## START

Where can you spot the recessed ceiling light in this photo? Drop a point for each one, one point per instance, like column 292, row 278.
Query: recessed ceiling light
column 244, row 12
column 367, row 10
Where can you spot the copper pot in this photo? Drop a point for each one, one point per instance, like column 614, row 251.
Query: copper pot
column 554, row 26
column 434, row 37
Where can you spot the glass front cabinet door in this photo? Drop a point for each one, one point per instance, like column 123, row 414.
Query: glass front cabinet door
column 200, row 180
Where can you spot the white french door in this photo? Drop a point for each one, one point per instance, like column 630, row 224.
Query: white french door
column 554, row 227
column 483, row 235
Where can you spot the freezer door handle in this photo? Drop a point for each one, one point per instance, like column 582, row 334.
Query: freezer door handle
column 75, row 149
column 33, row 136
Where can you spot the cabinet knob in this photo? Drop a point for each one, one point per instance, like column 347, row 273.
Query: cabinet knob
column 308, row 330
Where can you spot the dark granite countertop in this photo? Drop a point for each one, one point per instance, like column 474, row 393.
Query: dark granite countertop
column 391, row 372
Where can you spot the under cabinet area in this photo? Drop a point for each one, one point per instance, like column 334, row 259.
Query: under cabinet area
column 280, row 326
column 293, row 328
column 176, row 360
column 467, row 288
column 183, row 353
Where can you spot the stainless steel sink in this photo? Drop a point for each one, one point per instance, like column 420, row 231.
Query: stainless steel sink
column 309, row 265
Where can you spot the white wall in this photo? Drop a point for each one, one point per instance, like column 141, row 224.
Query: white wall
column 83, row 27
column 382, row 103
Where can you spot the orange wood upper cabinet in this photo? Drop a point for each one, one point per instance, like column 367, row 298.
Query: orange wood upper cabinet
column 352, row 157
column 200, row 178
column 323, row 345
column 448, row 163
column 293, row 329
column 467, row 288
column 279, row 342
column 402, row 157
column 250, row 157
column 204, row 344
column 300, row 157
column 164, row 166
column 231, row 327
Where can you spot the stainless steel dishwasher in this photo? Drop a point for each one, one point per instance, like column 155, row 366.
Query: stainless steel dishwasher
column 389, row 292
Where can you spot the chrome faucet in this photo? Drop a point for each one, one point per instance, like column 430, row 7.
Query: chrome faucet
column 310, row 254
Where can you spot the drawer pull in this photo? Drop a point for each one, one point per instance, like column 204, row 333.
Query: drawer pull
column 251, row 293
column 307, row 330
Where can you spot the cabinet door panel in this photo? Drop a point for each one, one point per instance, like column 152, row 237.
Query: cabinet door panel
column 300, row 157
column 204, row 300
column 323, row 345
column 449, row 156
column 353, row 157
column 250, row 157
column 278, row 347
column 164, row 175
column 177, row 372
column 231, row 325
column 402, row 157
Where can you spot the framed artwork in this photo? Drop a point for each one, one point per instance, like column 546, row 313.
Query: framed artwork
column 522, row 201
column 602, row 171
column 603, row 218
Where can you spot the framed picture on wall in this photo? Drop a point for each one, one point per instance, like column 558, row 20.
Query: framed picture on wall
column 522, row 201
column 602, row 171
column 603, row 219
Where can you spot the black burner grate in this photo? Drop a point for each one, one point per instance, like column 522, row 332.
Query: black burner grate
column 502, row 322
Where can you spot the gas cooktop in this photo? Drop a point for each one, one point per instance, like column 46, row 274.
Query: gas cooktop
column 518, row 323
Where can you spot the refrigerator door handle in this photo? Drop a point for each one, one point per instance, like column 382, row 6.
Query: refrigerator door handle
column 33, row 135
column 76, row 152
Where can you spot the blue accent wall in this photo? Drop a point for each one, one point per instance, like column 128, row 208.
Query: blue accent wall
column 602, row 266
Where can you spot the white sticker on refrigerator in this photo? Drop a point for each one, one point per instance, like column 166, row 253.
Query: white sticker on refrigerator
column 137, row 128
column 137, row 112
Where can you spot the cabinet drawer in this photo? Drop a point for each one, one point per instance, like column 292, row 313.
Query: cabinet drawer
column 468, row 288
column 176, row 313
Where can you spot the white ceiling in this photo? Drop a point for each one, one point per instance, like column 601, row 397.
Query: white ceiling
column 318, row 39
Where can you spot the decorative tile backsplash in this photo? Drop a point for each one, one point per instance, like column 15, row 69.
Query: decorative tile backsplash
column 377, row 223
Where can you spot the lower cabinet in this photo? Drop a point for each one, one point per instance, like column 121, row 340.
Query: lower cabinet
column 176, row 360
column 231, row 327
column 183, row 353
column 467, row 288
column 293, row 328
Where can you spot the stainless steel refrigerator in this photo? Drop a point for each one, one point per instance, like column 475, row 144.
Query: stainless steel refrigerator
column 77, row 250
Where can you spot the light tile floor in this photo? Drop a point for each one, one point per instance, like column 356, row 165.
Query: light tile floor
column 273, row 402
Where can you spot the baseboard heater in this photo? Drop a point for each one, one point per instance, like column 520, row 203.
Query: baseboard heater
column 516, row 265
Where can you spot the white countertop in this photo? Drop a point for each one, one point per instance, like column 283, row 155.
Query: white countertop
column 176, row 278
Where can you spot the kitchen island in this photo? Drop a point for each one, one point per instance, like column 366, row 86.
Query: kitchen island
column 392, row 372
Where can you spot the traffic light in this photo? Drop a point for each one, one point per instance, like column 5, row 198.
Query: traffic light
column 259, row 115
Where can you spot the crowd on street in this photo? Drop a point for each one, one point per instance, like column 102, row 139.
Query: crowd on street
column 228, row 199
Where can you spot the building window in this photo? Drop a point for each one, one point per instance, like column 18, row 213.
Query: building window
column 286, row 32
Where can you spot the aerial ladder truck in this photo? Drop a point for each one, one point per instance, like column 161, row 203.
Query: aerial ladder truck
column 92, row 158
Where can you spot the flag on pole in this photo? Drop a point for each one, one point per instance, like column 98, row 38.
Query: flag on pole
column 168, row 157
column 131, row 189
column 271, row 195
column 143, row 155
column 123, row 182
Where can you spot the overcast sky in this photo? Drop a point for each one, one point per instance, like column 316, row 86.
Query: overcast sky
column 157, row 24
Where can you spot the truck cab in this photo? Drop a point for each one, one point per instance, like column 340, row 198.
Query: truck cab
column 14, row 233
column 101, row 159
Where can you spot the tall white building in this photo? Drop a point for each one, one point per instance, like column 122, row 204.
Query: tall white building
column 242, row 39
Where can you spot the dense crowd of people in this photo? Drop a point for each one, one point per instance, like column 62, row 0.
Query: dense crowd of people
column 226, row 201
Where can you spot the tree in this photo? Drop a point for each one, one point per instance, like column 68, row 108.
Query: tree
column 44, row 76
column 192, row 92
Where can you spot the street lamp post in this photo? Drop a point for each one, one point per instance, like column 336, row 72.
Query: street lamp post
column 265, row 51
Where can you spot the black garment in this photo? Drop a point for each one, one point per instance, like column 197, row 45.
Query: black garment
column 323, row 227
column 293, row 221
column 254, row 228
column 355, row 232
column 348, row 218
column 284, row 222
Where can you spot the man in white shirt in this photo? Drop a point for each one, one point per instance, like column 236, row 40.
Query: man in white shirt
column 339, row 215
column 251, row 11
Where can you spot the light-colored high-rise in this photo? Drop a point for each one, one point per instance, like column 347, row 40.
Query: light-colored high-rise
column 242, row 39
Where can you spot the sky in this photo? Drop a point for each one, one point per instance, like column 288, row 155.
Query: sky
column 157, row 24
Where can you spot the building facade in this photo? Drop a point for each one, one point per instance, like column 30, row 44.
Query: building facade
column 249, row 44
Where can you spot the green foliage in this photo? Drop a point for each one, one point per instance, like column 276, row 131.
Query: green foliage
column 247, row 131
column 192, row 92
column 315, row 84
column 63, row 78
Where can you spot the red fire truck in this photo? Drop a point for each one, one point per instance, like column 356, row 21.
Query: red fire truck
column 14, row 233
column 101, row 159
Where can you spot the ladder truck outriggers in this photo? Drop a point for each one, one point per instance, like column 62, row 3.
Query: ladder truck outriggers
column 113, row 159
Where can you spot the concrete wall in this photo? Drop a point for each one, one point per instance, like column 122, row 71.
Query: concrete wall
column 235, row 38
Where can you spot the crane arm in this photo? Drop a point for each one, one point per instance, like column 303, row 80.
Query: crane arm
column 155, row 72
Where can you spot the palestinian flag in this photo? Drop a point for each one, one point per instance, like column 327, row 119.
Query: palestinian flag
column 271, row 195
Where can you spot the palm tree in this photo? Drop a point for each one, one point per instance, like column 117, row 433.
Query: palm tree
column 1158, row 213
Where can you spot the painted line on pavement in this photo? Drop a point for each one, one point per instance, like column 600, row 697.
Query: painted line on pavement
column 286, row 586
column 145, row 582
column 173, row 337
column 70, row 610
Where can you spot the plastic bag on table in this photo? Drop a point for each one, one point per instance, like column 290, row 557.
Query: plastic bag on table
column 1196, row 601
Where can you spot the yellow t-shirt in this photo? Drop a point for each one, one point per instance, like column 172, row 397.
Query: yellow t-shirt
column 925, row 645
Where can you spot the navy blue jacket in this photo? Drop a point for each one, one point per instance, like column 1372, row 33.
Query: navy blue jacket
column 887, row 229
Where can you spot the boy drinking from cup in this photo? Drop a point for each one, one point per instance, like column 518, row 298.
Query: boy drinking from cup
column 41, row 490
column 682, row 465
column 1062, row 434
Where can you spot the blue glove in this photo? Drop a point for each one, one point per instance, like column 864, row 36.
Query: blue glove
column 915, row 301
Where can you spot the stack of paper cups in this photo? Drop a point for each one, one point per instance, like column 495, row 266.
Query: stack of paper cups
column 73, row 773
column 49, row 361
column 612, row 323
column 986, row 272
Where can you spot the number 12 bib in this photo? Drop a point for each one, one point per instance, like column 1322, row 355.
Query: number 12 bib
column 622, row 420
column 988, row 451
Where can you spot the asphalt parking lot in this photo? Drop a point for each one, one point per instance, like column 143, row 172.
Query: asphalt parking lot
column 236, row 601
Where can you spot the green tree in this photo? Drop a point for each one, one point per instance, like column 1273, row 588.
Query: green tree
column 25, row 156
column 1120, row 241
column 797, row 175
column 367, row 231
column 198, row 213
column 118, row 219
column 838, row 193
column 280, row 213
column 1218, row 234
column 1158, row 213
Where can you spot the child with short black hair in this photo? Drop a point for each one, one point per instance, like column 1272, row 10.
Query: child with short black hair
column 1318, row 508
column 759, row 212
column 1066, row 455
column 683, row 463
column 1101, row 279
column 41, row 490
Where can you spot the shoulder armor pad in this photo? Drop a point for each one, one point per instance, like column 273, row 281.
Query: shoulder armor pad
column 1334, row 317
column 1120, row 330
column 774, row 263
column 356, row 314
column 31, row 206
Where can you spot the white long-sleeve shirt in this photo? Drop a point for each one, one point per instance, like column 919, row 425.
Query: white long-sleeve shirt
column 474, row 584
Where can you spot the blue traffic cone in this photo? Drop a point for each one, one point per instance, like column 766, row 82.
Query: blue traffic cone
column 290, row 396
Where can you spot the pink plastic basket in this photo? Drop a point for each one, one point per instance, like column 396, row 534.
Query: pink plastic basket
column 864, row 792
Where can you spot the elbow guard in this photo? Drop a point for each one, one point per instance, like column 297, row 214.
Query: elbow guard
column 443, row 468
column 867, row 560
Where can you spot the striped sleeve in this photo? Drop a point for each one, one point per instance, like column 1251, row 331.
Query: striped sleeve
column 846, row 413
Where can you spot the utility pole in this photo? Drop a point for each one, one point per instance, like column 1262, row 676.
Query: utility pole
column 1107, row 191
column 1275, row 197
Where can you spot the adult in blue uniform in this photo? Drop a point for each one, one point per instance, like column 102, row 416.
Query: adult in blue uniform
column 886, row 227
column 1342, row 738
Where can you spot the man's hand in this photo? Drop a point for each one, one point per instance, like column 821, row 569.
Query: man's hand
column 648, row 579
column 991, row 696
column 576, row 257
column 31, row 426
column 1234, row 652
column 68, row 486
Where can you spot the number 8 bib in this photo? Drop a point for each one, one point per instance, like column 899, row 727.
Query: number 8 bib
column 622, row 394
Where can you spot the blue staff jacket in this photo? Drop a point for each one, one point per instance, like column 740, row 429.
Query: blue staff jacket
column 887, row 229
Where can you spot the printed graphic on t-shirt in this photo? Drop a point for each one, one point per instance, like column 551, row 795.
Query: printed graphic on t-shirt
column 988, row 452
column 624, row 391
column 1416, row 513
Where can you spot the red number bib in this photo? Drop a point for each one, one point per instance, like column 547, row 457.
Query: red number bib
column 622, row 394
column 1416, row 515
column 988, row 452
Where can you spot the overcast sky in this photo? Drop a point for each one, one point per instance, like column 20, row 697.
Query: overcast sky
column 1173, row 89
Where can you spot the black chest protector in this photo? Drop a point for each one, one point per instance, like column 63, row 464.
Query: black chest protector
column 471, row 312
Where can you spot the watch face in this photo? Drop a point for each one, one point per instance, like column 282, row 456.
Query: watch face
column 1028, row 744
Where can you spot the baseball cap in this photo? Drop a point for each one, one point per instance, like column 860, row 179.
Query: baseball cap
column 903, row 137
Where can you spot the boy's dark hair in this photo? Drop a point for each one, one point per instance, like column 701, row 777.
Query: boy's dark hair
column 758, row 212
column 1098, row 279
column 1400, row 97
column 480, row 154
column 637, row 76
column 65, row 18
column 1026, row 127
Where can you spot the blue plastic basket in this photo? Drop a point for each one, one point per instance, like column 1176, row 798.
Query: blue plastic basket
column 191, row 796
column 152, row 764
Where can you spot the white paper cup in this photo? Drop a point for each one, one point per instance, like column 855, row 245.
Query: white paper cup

## END

→ **WHAT THE TASK ASKS**: Extract the lines that run from the line containing "Where can you spot the red number" through the line containing "column 903, row 137", reproducing each one verbatim with both end lines included.

→ **WORKED ANSWER**:
Where can you spot the red number bib in this photo? Drop a point for each one, one point per instance, like column 547, row 457.
Query: red number bib
column 622, row 394
column 1416, row 515
column 988, row 452
Where can you spot the overcast sky in this photo? Drop a point for each one, one point per instance, like column 20, row 697.
Query: overcast sky
column 1173, row 89
Where can you spot the black chest protector in this photo? Drop a point for each one, one point per instance, like column 63, row 464.
Query: black chest protector
column 471, row 312
Where can you spot the watch face in this photo? Drop a point for each one, one point per instance, like column 282, row 456.
Query: watch face
column 1028, row 744
Where can you spot the baseball cap in this photo? Drop a point for each one, one point per instance, like column 860, row 179.
Query: baseball cap
column 903, row 137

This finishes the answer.